● **TRY IT**: Transcribe the listing below only from the line with "asphalt road | bbox" up to and including the line with "lamp head | bbox".

[PROVIDED DATA — start]

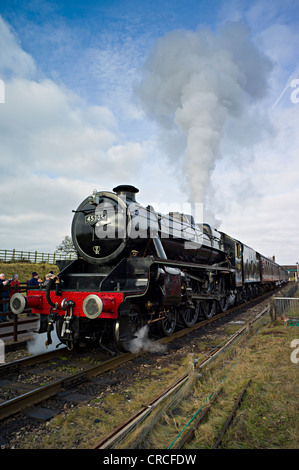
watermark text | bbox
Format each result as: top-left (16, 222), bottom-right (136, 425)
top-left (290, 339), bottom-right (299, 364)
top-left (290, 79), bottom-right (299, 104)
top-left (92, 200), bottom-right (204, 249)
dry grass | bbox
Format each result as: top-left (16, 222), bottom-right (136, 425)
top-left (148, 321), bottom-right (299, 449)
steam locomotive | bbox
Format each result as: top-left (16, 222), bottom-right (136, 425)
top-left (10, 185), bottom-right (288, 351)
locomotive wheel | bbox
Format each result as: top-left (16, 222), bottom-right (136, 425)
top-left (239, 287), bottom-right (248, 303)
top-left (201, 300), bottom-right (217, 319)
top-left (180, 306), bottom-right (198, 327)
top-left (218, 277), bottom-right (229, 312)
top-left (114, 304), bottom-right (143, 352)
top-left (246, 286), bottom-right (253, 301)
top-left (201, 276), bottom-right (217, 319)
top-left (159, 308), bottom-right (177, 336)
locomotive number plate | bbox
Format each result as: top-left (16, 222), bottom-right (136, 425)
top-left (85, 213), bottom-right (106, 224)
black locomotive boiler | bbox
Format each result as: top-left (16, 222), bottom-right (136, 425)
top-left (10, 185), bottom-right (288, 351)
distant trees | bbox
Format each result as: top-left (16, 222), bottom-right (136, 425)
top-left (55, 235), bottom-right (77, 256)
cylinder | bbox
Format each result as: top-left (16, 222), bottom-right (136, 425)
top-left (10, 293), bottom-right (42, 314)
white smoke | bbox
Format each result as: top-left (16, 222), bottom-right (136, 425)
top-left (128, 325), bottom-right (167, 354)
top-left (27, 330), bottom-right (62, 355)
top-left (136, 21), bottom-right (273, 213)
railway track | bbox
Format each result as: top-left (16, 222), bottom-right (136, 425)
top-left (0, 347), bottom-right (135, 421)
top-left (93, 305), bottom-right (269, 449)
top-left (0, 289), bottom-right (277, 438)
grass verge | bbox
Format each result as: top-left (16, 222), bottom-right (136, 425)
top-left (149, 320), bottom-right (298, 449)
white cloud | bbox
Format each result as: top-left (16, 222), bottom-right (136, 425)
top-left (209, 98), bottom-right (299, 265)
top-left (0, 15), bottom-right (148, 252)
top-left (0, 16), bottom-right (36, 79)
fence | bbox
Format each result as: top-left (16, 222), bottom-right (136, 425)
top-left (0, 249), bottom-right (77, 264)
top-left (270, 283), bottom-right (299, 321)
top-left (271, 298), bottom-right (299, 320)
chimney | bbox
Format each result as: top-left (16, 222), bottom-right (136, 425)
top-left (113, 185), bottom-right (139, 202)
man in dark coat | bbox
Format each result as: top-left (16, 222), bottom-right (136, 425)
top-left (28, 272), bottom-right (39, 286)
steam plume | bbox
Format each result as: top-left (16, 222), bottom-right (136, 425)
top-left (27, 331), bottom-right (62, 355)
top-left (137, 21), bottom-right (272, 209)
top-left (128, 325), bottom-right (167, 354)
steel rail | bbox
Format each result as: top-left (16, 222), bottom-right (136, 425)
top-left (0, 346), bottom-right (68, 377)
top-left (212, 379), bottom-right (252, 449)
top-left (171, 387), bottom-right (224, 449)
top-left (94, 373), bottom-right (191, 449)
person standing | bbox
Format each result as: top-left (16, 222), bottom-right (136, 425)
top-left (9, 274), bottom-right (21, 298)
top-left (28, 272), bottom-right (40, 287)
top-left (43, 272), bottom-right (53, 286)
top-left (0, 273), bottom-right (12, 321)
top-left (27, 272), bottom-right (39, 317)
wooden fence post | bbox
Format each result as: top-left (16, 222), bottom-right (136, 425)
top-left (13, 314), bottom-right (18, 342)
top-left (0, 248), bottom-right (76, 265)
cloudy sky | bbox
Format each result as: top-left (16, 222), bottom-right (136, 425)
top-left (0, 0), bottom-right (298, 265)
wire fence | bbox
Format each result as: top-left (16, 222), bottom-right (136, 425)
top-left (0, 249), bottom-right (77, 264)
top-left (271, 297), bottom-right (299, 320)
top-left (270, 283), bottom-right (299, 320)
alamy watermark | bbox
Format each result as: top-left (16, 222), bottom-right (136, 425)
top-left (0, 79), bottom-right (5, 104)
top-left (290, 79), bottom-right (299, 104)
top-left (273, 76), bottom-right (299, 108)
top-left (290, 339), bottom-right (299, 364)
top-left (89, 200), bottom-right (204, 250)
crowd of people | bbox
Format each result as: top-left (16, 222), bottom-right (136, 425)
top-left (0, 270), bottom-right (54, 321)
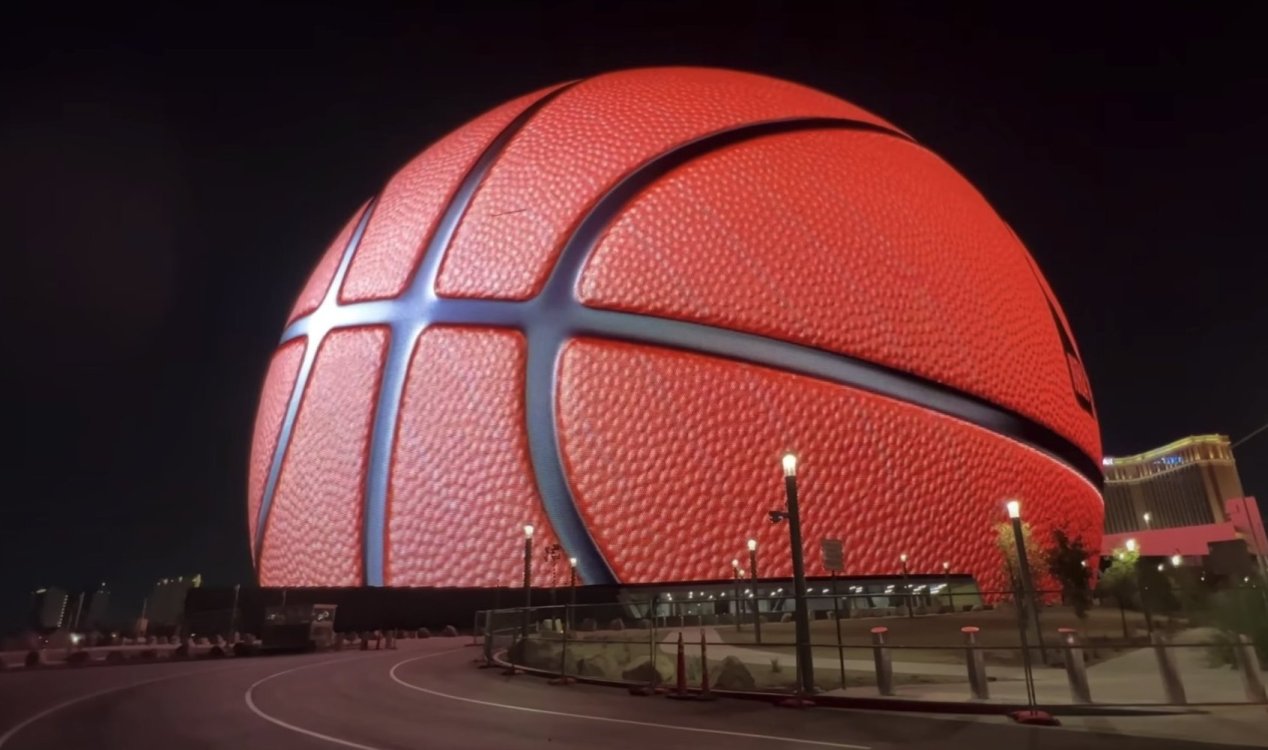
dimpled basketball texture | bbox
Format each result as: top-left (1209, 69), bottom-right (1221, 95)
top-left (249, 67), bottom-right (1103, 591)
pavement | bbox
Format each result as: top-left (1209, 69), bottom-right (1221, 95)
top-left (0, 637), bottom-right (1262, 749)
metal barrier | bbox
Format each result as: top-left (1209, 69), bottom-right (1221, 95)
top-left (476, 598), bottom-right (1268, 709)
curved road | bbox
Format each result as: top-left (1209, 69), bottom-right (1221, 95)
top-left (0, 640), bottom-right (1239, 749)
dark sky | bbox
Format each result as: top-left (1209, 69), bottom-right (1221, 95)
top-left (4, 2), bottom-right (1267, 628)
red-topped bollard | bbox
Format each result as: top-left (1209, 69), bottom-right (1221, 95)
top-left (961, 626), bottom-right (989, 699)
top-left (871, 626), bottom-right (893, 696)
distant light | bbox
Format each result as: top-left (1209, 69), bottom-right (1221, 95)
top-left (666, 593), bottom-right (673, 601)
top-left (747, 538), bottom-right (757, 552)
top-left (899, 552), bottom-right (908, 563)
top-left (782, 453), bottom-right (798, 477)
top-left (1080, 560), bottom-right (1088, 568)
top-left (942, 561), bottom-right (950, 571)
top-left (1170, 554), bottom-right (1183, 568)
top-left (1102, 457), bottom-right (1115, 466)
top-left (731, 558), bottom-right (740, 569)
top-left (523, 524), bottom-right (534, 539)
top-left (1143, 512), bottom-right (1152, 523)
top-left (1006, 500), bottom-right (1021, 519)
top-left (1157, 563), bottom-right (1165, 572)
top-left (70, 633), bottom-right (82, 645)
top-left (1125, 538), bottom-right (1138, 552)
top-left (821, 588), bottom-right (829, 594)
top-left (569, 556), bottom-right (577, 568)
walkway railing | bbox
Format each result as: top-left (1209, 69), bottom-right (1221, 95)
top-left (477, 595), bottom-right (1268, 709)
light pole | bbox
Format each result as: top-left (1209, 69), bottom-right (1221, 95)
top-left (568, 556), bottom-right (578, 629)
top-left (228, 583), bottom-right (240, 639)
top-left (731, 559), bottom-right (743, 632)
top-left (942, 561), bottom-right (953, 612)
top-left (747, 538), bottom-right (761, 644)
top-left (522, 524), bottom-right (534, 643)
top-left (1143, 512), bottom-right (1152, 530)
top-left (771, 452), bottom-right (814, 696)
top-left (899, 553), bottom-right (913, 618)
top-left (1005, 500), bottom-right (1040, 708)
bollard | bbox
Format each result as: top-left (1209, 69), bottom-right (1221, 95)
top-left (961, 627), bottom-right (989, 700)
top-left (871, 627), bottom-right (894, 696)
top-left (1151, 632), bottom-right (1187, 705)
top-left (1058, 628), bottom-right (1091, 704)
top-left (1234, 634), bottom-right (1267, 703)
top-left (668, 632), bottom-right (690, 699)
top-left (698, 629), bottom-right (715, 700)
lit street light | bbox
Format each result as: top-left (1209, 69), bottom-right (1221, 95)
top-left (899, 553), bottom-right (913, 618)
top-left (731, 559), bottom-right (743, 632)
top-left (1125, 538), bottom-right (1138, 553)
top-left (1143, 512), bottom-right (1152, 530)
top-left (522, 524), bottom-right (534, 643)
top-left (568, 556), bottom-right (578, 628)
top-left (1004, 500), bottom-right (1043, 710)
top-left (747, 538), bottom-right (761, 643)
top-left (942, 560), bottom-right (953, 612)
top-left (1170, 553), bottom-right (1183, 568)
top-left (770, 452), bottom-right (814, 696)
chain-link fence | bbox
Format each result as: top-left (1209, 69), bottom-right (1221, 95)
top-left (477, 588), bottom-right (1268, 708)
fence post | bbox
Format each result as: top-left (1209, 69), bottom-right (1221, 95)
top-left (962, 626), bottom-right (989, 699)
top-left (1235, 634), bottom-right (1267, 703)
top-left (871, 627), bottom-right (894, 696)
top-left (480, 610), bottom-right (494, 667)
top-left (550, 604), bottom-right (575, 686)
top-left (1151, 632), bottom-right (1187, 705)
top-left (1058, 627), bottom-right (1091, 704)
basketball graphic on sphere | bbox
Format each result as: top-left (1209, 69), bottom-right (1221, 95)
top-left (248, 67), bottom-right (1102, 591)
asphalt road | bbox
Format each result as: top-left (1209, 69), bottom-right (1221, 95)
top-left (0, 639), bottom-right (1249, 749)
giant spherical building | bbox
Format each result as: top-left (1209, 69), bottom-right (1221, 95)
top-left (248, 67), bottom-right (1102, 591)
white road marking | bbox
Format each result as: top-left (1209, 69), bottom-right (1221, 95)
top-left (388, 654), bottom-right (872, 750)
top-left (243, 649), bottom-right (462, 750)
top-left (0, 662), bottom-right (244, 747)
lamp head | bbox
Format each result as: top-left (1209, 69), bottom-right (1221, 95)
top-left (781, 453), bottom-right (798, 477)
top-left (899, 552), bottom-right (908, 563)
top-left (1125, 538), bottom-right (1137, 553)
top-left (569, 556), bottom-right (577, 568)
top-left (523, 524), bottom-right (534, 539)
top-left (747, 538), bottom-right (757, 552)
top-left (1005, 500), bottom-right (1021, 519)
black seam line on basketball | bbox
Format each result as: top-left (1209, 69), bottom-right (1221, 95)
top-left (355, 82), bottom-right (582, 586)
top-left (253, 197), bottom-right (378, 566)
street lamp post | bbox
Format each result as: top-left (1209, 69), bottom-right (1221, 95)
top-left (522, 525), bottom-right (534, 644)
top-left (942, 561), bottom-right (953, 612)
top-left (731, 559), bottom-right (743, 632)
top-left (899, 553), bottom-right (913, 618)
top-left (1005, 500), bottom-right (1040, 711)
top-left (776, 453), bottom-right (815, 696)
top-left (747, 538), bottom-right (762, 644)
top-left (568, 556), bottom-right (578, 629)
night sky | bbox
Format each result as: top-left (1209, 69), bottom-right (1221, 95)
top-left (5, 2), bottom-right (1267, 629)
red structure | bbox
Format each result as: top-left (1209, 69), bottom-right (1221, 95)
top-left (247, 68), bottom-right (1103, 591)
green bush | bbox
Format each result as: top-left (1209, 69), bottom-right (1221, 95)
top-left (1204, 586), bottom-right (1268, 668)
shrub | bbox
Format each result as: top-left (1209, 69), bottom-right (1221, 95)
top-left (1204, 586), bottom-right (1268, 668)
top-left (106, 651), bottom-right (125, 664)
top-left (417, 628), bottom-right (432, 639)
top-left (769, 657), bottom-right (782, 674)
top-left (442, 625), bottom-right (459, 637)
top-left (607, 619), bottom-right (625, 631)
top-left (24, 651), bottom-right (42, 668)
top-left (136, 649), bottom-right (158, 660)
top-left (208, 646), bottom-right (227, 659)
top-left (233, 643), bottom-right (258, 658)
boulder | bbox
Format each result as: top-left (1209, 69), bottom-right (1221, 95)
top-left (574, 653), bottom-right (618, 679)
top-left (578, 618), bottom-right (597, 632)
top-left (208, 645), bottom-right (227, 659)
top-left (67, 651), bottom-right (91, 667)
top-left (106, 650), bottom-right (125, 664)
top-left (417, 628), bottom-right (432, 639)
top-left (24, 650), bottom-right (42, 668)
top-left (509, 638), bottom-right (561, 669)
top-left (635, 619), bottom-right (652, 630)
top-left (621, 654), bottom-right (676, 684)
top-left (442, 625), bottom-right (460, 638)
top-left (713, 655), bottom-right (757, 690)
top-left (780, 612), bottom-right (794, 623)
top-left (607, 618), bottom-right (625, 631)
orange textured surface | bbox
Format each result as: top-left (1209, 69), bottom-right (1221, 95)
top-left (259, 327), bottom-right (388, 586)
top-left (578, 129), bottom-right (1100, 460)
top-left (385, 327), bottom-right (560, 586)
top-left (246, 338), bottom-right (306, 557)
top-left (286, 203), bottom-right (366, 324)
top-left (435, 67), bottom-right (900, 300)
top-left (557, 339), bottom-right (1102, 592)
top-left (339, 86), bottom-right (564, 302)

[PROVIDED DATA — finish]

● **RESPONSE TO THE TASK**:
asphalt road | bbox
Format each result as: top-left (1209, 69), bottom-right (1221, 95)
top-left (0, 639), bottom-right (1249, 749)
giant spherical building | bbox
Format each result as: top-left (1209, 69), bottom-right (1221, 95)
top-left (248, 67), bottom-right (1102, 591)
white road marking | bbox
Format each result as: top-left (1209, 69), bottom-right (1221, 95)
top-left (388, 654), bottom-right (872, 750)
top-left (243, 649), bottom-right (462, 750)
top-left (0, 662), bottom-right (244, 747)
lamp head | bbox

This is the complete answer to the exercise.